Send back all the data below, exactly as given.

Start of DATA FOR THE TASK

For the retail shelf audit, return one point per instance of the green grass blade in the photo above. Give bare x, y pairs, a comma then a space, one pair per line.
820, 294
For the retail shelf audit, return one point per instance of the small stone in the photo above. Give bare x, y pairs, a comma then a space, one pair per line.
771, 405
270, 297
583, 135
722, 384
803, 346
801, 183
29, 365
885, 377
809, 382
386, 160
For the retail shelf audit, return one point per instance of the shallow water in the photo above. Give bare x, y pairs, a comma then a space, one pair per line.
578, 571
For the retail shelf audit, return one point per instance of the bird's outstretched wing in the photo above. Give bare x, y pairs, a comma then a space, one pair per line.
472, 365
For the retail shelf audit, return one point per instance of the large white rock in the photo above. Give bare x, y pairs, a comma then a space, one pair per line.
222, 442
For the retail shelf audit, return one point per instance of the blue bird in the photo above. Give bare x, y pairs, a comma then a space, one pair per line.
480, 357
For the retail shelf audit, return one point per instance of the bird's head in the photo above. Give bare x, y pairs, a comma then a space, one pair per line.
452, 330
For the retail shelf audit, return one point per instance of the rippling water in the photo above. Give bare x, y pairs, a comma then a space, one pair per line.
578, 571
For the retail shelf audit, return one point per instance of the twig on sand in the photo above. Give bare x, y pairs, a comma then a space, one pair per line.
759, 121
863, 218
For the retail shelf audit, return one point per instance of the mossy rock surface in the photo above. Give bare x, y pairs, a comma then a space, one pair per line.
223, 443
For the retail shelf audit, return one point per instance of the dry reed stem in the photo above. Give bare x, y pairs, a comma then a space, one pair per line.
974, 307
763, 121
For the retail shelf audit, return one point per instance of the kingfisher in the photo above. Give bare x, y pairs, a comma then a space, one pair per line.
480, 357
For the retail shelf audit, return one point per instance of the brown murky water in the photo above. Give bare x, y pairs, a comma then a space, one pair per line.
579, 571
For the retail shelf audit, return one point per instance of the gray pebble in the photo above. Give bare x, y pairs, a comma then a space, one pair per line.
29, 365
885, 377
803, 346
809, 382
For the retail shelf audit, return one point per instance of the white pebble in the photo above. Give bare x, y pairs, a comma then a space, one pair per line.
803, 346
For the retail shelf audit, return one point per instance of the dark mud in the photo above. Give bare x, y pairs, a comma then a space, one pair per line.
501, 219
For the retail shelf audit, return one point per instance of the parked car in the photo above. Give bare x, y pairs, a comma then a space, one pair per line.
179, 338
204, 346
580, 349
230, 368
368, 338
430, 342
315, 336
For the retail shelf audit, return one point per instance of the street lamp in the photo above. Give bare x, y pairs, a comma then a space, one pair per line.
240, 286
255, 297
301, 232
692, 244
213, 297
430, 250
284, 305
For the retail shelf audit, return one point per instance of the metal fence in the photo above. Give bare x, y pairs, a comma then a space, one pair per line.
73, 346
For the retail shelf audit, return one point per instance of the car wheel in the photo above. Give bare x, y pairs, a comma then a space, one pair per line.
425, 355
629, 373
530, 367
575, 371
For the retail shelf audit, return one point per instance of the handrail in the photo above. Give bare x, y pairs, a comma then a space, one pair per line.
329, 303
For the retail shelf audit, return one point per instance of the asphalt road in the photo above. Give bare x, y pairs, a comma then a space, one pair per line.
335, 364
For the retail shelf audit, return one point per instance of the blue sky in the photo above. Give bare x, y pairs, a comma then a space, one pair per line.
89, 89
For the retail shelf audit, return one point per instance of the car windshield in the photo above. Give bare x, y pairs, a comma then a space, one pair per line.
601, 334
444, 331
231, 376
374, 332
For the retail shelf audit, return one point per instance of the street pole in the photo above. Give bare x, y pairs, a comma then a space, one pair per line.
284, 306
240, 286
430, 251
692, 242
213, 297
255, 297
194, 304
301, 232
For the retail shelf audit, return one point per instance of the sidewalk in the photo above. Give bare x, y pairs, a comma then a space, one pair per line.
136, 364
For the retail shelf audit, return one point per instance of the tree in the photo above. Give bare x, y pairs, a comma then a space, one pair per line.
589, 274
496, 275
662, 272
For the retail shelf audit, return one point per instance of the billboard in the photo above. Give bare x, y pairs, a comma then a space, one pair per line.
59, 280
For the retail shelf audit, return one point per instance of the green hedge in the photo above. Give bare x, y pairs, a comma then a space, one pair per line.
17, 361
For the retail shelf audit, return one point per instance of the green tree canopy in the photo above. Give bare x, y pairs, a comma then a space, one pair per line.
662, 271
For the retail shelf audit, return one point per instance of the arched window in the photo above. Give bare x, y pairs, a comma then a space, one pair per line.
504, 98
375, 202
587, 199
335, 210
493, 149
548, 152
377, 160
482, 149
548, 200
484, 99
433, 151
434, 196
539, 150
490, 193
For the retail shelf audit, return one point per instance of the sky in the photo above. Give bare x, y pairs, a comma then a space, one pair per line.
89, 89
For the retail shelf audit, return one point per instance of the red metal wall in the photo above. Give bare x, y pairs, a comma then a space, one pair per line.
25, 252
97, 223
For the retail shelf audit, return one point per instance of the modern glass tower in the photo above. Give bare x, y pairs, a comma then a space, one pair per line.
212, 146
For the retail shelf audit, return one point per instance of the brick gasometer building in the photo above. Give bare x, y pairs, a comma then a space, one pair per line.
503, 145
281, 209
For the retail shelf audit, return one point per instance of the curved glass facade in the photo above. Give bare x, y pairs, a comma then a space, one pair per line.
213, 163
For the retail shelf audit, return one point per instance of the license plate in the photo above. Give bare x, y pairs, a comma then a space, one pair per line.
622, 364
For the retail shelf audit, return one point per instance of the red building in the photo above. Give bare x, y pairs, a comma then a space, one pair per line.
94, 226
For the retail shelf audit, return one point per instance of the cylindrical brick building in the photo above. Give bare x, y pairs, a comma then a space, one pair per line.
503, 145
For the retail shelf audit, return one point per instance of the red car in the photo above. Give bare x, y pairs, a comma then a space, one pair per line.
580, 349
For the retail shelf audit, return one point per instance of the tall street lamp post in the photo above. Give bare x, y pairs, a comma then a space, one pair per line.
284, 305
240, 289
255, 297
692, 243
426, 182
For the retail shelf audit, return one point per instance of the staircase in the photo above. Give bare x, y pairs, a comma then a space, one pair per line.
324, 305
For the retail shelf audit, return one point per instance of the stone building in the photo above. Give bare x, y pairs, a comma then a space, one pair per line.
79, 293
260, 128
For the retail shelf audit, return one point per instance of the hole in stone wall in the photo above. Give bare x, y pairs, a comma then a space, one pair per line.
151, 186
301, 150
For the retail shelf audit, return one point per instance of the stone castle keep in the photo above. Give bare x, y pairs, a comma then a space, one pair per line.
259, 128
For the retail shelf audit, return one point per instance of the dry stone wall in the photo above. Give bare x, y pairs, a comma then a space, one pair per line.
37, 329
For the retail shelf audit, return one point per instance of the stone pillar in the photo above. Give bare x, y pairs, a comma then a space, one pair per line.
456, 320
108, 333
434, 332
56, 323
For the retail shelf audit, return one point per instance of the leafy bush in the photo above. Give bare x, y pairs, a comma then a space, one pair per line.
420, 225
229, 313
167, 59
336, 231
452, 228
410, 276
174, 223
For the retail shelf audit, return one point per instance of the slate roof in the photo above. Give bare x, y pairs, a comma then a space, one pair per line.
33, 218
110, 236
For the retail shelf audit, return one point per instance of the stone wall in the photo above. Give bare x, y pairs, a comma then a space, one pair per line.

End of DATA FOR THE TASK

▸ COMPLETED EXERCISE:
For the retail shelf audit, return one point per instance of the green grass blade in the photo above. Give bare x, y pairs, a comma then a space, one pair per line.
820, 294
For the retail shelf audit, return one point per instance of the small stone in the photo above. Give bare x, y pairs, a comma then a space, one pair per line.
771, 405
270, 297
583, 135
722, 384
803, 346
801, 183
29, 365
885, 377
809, 382
386, 160
For the retail shelf audit, return one point per instance of the shallow water in the photo above. Give bare x, y pairs, a comma then a space, one pair per line.
578, 571
For the retail shelf audit, return one point per instance of the bird's outstretched wing in the photo above. Give bare x, y pairs, a comma then a space, one pair per line.
472, 365
For the retail shelf audit, return one point per instance of the large white rock in the photo above. Give bare x, y pairs, a comma then a space, one pair per line.
222, 442
For the retail shelf audit, return one point per instance of the blue bird in the photo above. Give bare x, y pairs, a comma then a space, one pair per line.
480, 357
For the retail shelf audit, return one point per instance of the bird's head in the photo above. Give bare x, y pairs, a comma then a space, one pair per line.
452, 330
For the retail shelf audit, return one point per instance of the rippling water in the photo above. Give bare x, y pairs, a comma then a space, one pair per line.
578, 571
For the retail shelf audit, return one point per instance of the twig on sand in the photo above. Give bare x, y pairs, a comma then a space, one pair per line.
759, 121
863, 218
For the retail shelf audit, return one point per instance of the mossy rock surface in the photo above. Give bare x, y pairs, a comma then a space, one pair per line.
223, 443
For the retail shelf audit, return one point per instance of the dry reed stem in the photo above. Give bare x, y pairs, a comma then a space, one pair per line.
974, 307
763, 121
For the retail shelf audit, return one point per instance of the kingfisher in the photo above. Give bare x, y pairs, a comma then a space, one pair per line.
480, 357
For the retail shelf audit, return one point per instance of the brown murky water in the photo above. Give bare x, y pairs, a comma then a space, one pair per line.
579, 571
For the retail shelf audit, return one point per instance of the gray pebble in the photo above. Give bare x, y pairs, a comma then a space, one pair per line.
29, 365
885, 377
803, 346
809, 382
For the retail shelf audit, return one point per instance of the white pebble in the photo above. Give bare x, y pairs, a comma then a space, one pair per line.
803, 346
For the retail shelf audit, return one point per instance of the dark mud in the photo above. Give bare x, y pairs, a comma then a space, one pair per line.
501, 219
For the retail shelf audit, return one point per instance of the parked car in the photo above. Give bare x, y pairs, a comma then a space, one pair per line.
179, 338
204, 346
580, 349
230, 368
368, 338
430, 342
315, 336
For the retail shelf audit, return one point per instance of the street lamp in the photo above. Give bare x, y pairs, a comma then a space, one pair per line.
240, 286
255, 297
301, 232
692, 244
213, 297
430, 250
284, 305
For the retail shelf audit, return one point per instance of the metal fence in the photo above. Give bare x, y pairs, a comma then a space, one pair per line.
73, 346
For the retail shelf audit, return one point per instance of the car wheel in the photo above. Give bare x, y pairs, a comma then a space, one pair per line.
425, 355
629, 373
530, 367
575, 371
For the retail shelf audit, return one point per instance of the handrail in the photo above. Give bare x, y pairs, a comma then a space, one pair per line.
329, 303
For the retail shelf audit, return one point per instance of the asphalt road in the photo above. Give bare x, y pairs, a comma then a space, one pair per line.
335, 364
For the retail shelf audit, return one point per instance of the blue sky in the photo above. Give bare x, y pairs, a comma then a space, one pair per line.
89, 89
For the retail shelf audit, return one point per instance of the car windshield in the photo above. Give bare x, y pairs, a comma then a space, one pair per line.
601, 334
444, 331
231, 376
374, 332
For the retail shelf audit, return one point per instance of the street pole in the photo above. Give bare x, y pairs, a comma then a space, one pair per line.
284, 306
240, 286
430, 251
692, 242
213, 297
255, 297
194, 304
301, 232
For the retail shelf audit, return one point per instance of the sidewalk in the photo above. Give bare x, y pairs, a comma then a space, one pair per line.
136, 364
For the retail shelf audit, return one point per instance of the tree in the photo above. Give bare x, y pairs, a comma then a space, one pair per line.
589, 274
496, 275
662, 272
For the retail shelf audit, return one point per instance of the billboard in the photo above. Give bare x, y pairs, a comma then a space, one pair per line.
59, 280
For the retail shelf audit, return one point per instance of the green hedge in the photo above. Give bare x, y pairs, a comma then a space, one pair per line.
17, 361
For the retail shelf audit, return one point per instance of the green tree canopy in the photo above. Give bare x, y pairs, a comma then a space, one pair per line.
662, 271
For the retail shelf audit, return one point per instance of the arched window in the photo above. Give bare x, y pairs, a comma then a space, one pair per line.
504, 98
375, 202
587, 199
335, 210
493, 149
548, 152
377, 160
482, 149
548, 200
484, 99
433, 151
434, 196
539, 150
490, 193
For the retail shelf audit, return one point per instance of the sky in the photo above. Give bare x, y pairs, a comma then a space, one pair per line.
89, 89
For the retail shelf audit, return one point per instance of the red metal wall in the photo above. Give bare x, y pairs, a comma then a space, one pair per line.
25, 252
97, 223
For the retail shelf audit, return one point per instance of the modern glass tower in the photo above. Give bare x, y pairs, a comma then a space, one pair per line.
212, 146
For the retail shelf audit, return one point per instance of the brick gasometer building in the photo above. Give bare x, y pairs, a comma then a space, one pair per line.
503, 145
281, 209
For the retail shelf audit, return one point per instance of the curved glass facade in the photo above. Give bare x, y pairs, a comma then a space, one pair per line.
213, 163
For the retail shelf audit, return one point per instance of the license plate in the photo above. Give bare x, y pairs, a comma then a space, one pair per line.
622, 364
For the retail shelf audit, return one point per instance of the red building in the photo above. Give bare x, y pairs, a comma then a space, one pair per line.
94, 226
For the retail shelf audit, return one point per instance of the cylindrical brick building in the photo above. Give bare x, y pairs, a comma then a space, one pair per line.
503, 145
For the retail shelf audit, return one point per instance of the red car in the photo above. Give bare x, y pairs, a comma then a space, one pair per line.
580, 349
For the retail shelf audit, return one point per instance of the tall street lamp post in the photo above. Give bare x, y pairs, a comma then a space, one pair per line.
284, 305
240, 289
255, 297
692, 243
426, 182
For the retail shelf audit, return one point per instance of the staircase in the photo above. Give bare x, y pairs, a comma then a space, one pair per line.
324, 305
For the retail shelf audit, return one point per instance of the stone building in the photo above. Give bare x, y pairs, a comma then a space, one pair per line.
79, 293
260, 128
For the retail shelf audit, return one point per instance of the hole in stone wall in the photo above. Give bare x, y pairs, a comma then a space, one pair per line.
151, 186
301, 150
For the retail shelf audit, return one point per instance of the stone castle keep in the photo above. Give bare x, y pairs, a comma then a space, one pair per line.
259, 128
For the retail shelf audit, return one point per instance of the dry stone wall in the photo above. Give bare x, y pairs, a comma then a space, one pair per line.
37, 329
For the retail shelf audit, return one point per instance of the stone pillar in the photo above. Give bare x, y pairs, a comma then a space, one pair per line.
456, 320
108, 333
434, 332
56, 323
For the retail shelf audit, return one point per instance of the leafy bush in the photo above. Give bare x, y pairs, a comma then a space, one pair per line.
420, 225
229, 313
167, 59
336, 231
452, 228
410, 276
174, 223
For the retail shelf audit, return one point per instance of the slate roof in the photo above. Give bare x, y pairs, a comma then a space, one pair per line.
33, 218
110, 236
For the retail shelf audit, return one point per instance of the stone wall in the photo above. Give bare x, y pairs, a comma then a space, one pair per line.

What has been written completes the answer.